(Point placement records)
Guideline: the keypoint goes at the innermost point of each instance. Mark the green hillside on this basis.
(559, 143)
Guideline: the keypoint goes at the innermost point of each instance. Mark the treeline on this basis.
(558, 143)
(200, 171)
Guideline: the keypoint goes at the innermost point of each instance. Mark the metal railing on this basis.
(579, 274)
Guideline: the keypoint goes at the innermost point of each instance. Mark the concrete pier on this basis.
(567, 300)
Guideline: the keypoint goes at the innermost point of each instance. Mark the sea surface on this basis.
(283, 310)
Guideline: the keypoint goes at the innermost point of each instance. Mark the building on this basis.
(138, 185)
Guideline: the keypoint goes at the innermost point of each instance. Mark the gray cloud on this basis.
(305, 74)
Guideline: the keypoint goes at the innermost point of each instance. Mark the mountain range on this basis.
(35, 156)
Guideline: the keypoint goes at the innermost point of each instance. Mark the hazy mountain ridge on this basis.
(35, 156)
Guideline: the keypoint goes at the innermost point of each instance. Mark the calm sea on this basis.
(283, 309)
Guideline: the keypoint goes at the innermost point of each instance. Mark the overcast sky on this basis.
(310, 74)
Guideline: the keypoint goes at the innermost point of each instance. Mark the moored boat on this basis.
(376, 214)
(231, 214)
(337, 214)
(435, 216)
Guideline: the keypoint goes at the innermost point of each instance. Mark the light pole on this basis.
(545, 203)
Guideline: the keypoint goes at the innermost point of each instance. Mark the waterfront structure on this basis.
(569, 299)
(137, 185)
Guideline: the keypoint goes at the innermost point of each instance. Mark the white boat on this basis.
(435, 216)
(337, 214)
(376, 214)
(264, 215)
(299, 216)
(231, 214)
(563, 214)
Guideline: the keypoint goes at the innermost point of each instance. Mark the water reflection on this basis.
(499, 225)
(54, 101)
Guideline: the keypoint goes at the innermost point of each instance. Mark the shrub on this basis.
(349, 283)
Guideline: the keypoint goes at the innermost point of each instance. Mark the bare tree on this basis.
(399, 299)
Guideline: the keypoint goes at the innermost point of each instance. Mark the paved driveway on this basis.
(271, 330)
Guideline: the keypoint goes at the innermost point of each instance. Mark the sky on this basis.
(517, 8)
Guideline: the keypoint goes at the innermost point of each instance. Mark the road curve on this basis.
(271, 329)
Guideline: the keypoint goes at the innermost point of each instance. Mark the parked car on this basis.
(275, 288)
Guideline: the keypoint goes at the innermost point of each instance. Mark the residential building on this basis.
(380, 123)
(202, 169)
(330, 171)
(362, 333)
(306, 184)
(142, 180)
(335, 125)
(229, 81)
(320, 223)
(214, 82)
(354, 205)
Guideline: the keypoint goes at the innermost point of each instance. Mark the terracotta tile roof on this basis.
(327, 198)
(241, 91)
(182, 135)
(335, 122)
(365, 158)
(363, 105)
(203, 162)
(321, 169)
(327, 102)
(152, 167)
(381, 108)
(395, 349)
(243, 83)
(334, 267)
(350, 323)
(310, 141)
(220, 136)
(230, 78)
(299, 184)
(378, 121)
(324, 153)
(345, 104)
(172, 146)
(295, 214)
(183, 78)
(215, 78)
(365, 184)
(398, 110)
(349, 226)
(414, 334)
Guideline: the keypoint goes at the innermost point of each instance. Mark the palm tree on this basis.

* Written task *
Reproduce all of the material above line for line, without altering a single character.

* Exercise answer *
Guideline: the keypoint goes at the innermost point of each instance. Mark the green hillside on this basis.
(559, 143)
Guideline: the keypoint goes at the innermost point of each instance. Mark the treeline on this basis.
(558, 143)
(200, 171)
Guideline: the keypoint goes at the innermost point of each instance. Mark the metal railing on this basis.
(579, 274)
Guideline: the keypoint goes at the innermost point of each instance. Mark the concrete pier on this basis.
(567, 300)
Guideline: the keypoint goes at the innermost point of each instance. Mark the sea surface on this basis.
(283, 310)
Guideline: the keypoint goes at the innermost point of each instance. Mark the building on this basis.
(138, 185)
Guideline: the keypoint goes at the innermost point of each instance. Mark the gray cloud on this basis.
(305, 74)
Guideline: the keypoint goes at the innermost point of each instance. Mark the mountain range on this basis.
(35, 156)
Guideline: the keypoint goes at the innermost point of each instance. Mark the hazy mountain ridge on this basis.
(35, 156)
Guideline: the keypoint goes at the innermost point of each instance. Mark the calm sea on this basis.
(283, 309)
Guideline: the keypoint goes at the innermost point of each instance. Mark the overcast sky on this basis.
(310, 74)
Guideline: the keypoint goes at the innermost point of each instance. Mark the moored boat on this basis.
(376, 214)
(231, 214)
(337, 214)
(435, 216)
Guideline: the keypoint goes at the innermost point of each instance. Mark the light pole on this basis.
(545, 203)
Guideline: the keypoint goes at the innermost point of each instance. Mark the waterfront structure on this basis.
(569, 299)
(137, 185)
Guideline: the keypoint goes at the innermost point of each instance. Mark the white boat on this basis.
(435, 216)
(337, 214)
(376, 214)
(264, 215)
(299, 216)
(231, 214)
(563, 214)
Guideline: the keypoint goes at the innermost point of each instance. Mark the water reflection on this basis.
(499, 225)
(54, 101)
Guideline: the keypoint goes at the innermost point of each instance. Mark the shrub on this basis.
(349, 283)
Guideline: the keypoint goes at the innermost point of each instance. Mark the bare tree on this basis.
(399, 299)
Guideline: the keypoint goes at the innermost point of each instance. Mark the paved driveway on this basis.
(271, 330)
Guideline: the keypoint goes at the innermost point of each instance. Mark the sky on this basis.
(517, 8)
Guideline: the keypoint goes at the innermost point of each instance. Mark the road curve on this basis.
(271, 329)
Guideline: the keypoint goes at the innermost point of each instance. Mark the parked car on this basis.
(275, 288)
Guideline: the keypoint goes at the innermost point of each instance. Mark the residential building on this basis.
(380, 123)
(202, 169)
(330, 171)
(362, 333)
(306, 184)
(142, 180)
(335, 125)
(229, 81)
(320, 223)
(214, 82)
(354, 205)
Guideline: the keypoint goes at the innermost point of each instance. Mark the terracotta tile roof on this basis.
(327, 198)
(241, 91)
(182, 135)
(335, 122)
(365, 158)
(363, 105)
(203, 162)
(321, 169)
(327, 102)
(152, 167)
(381, 108)
(395, 349)
(243, 83)
(334, 267)
(350, 323)
(310, 141)
(220, 136)
(230, 78)
(299, 184)
(378, 121)
(324, 153)
(345, 104)
(172, 146)
(295, 214)
(183, 78)
(215, 78)
(365, 184)
(398, 110)
(349, 226)
(414, 334)
Guideline: the keypoint goes at the innermost point of each instance. Mark the palm tree on this basis.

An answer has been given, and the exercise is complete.